▶ Material to process
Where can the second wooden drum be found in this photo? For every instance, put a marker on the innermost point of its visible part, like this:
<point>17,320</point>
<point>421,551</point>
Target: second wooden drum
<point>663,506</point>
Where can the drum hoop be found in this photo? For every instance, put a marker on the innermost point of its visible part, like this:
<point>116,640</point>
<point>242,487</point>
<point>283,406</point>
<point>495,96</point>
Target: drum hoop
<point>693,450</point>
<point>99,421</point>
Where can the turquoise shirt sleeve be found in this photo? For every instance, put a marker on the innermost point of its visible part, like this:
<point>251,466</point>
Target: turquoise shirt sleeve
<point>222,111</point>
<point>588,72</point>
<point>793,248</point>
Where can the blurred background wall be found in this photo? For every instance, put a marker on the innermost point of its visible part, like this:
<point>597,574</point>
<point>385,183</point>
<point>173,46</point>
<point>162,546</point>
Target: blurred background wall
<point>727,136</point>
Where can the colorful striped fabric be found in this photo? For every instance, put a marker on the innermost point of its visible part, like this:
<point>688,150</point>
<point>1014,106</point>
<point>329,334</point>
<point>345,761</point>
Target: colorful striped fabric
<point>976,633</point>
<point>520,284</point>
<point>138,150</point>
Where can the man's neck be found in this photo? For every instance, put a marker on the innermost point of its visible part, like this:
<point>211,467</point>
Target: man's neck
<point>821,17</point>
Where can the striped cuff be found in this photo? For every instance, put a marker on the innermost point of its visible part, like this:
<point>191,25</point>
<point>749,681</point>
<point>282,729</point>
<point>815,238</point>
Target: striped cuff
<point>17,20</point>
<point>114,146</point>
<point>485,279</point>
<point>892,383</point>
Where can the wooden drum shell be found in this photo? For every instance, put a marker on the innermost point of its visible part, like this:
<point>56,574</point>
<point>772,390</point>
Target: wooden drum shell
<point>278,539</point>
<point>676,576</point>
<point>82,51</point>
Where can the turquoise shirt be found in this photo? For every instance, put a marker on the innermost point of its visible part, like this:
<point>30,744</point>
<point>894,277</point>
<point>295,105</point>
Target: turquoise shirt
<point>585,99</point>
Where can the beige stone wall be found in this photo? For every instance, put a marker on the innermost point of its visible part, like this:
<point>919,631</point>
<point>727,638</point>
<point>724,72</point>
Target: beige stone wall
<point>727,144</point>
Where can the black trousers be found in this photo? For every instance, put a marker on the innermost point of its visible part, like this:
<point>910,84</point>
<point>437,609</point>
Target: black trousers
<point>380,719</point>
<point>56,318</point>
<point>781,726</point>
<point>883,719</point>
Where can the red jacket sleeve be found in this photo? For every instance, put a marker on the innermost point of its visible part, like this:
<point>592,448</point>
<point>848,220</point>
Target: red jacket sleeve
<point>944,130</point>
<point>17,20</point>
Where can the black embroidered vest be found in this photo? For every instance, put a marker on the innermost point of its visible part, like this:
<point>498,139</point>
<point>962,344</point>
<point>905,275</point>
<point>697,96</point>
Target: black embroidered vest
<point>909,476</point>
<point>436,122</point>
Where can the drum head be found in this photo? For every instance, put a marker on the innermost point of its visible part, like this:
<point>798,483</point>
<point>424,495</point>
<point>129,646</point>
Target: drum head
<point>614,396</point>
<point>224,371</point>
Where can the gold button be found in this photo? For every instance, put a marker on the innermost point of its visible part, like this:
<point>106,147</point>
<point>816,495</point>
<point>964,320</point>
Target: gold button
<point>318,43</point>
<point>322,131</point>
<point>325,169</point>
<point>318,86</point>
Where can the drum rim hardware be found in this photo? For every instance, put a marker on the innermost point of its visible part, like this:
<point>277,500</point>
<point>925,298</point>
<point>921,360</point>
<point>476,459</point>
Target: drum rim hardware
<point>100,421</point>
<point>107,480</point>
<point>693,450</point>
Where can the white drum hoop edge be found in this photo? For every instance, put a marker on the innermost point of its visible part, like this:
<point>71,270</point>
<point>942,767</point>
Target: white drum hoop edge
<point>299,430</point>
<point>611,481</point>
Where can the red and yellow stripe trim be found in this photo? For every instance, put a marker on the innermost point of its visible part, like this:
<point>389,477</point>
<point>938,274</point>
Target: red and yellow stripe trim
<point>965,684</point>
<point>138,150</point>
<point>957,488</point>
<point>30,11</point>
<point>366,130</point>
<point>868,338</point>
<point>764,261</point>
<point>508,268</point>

▶ What this task involves
Rewrite the rows above, from the start through the line containing "<point>892,383</point>", requests included, and shift each answer coordinate by adding 81 to every number. Leave the request lines and their sample points unchanged.

▶ Solution to this task
Where can the second wooden drum be found in this photo? For every instance, put a marker on the innermost point of its visible part, like this:
<point>17,320</point>
<point>421,551</point>
Target: second wooden drum
<point>744,587</point>
Where can the drum hoop be found in this photo? For every instance, put a marker on the innermost point of its visible part, like this:
<point>116,640</point>
<point>242,487</point>
<point>283,406</point>
<point>495,96</point>
Target: drum hoop
<point>774,531</point>
<point>180,502</point>
Where can the turquoise shirt sleeve be found in this photo? For every instance, put a marker on the innermost point of its visible part, like this:
<point>251,466</point>
Target: turquoise shirt sleeve
<point>303,192</point>
<point>669,153</point>
<point>874,329</point>
Where can the blurred background wall be found in this photo? For every instance, put a marker on the innermost point of its visible part, like this:
<point>597,574</point>
<point>385,183</point>
<point>173,46</point>
<point>162,546</point>
Target: blurred background wall
<point>808,217</point>
Where can the colorful striped fabric be found in this photo? For every instance, put a marker on the innermost point of its visible part, like this:
<point>688,150</point>
<point>1014,106</point>
<point>329,334</point>
<point>345,761</point>
Target: colorful striped fabric
<point>1057,714</point>
<point>601,365</point>
<point>219,231</point>
Where can the man's neck be found in this photo? For every instance, put a marker on the innermost point of its visible part, like this:
<point>211,467</point>
Target: man's neck
<point>902,98</point>
Where can the striped cuff be found in this photo? For every instance, put a marker on the innermost point of its visible part, like this:
<point>191,25</point>
<point>749,681</point>
<point>282,729</point>
<point>815,238</point>
Target: striped cuff
<point>98,101</point>
<point>195,227</point>
<point>566,360</point>
<point>973,464</point>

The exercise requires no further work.